_Provided data_:
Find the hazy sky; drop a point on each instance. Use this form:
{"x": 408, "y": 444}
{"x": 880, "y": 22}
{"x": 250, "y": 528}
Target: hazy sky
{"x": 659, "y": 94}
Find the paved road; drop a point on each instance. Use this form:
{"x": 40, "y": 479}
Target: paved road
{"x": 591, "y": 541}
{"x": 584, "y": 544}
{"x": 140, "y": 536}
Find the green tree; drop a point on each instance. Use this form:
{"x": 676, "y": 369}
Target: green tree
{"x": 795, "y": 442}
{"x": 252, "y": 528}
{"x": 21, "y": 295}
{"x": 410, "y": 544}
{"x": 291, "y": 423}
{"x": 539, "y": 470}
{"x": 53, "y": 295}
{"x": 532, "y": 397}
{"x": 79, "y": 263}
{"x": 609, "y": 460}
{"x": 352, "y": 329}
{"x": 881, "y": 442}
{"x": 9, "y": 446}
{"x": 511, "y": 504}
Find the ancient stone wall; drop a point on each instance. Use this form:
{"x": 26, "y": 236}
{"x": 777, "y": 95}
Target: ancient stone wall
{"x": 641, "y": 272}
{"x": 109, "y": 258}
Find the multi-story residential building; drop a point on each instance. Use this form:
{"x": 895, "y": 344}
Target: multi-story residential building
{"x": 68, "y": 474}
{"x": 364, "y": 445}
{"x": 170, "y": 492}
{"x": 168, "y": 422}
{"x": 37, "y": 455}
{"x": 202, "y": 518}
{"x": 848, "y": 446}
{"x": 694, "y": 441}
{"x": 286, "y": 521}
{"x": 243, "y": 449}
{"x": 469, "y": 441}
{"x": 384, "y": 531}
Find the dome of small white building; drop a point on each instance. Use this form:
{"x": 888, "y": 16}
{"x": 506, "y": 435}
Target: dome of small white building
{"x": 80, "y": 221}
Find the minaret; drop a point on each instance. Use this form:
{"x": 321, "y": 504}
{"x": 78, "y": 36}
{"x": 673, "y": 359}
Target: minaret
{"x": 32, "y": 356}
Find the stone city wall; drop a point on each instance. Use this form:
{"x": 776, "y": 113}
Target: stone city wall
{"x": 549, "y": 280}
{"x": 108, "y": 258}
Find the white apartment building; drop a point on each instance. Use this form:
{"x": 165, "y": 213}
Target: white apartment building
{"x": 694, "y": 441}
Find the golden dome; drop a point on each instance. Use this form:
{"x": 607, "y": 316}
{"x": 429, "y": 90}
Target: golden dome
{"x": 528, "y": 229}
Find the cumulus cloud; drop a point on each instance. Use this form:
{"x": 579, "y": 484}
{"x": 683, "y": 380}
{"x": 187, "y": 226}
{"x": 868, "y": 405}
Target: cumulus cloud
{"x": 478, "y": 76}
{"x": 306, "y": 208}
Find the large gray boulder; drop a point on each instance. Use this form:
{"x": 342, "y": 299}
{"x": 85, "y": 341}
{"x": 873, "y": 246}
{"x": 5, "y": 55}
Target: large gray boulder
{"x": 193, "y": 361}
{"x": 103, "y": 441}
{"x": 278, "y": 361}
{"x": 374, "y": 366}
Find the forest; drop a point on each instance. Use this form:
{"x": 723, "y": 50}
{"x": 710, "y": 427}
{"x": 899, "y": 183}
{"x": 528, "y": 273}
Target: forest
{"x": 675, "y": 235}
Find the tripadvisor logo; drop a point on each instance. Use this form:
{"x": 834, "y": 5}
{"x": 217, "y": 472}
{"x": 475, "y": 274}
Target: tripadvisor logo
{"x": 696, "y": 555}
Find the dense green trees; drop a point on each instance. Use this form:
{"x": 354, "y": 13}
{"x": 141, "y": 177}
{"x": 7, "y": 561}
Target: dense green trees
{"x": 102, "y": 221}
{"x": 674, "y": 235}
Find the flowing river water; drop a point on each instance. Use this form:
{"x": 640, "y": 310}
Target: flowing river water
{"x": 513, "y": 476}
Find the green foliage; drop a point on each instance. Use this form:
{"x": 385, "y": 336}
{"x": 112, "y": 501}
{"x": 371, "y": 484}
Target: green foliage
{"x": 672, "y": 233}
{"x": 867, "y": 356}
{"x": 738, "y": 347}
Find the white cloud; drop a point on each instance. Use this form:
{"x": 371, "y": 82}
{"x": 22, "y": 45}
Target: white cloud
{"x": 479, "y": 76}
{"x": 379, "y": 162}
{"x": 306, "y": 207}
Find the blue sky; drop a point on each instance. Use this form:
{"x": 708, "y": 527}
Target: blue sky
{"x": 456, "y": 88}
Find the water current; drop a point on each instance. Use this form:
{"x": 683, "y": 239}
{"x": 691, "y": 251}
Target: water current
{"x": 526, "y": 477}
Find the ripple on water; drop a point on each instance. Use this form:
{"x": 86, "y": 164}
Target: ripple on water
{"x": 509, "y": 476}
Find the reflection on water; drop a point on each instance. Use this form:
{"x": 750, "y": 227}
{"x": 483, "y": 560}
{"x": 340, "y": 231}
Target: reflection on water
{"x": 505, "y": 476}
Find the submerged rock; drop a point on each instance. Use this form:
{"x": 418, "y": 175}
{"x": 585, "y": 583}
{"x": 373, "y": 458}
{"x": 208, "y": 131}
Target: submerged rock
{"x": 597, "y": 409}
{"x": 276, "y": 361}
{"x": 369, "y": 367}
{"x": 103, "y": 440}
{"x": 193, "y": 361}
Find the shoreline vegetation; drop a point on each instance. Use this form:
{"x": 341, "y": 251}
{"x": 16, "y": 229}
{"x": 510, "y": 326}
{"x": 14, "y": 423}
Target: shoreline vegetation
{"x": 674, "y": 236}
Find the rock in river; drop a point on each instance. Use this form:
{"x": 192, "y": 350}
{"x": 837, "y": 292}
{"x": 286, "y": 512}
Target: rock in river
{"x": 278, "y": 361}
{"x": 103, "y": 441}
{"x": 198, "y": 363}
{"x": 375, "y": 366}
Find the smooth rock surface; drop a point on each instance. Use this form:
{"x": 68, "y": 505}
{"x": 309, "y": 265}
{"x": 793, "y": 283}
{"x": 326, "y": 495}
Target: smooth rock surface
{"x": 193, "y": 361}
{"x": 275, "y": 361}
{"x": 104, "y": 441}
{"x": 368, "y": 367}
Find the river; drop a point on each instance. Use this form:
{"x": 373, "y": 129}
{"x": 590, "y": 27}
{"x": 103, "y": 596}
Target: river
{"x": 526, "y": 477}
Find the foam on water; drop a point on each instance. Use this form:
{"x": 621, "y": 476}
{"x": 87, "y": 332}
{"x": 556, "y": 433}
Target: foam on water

_Your instructions_: Extract every line from the one containing "Find the smooth" to the end of the entries, including both of those lines, exactly as given and with nothing added.

_Exercise solution_:
Find the smooth rock surface; drop a point on each instance. Use this form:
{"x": 68, "y": 505}
{"x": 309, "y": 265}
{"x": 793, "y": 283}
{"x": 326, "y": 495}
Target: smooth rock surface
{"x": 193, "y": 361}
{"x": 275, "y": 361}
{"x": 104, "y": 441}
{"x": 368, "y": 367}
Find the river; drop a point on each instance. Use this form:
{"x": 373, "y": 129}
{"x": 590, "y": 27}
{"x": 103, "y": 596}
Target: river
{"x": 526, "y": 477}
Find the foam on water; drop a point on each instance. Use this form:
{"x": 621, "y": 476}
{"x": 87, "y": 332}
{"x": 556, "y": 433}
Target: foam on water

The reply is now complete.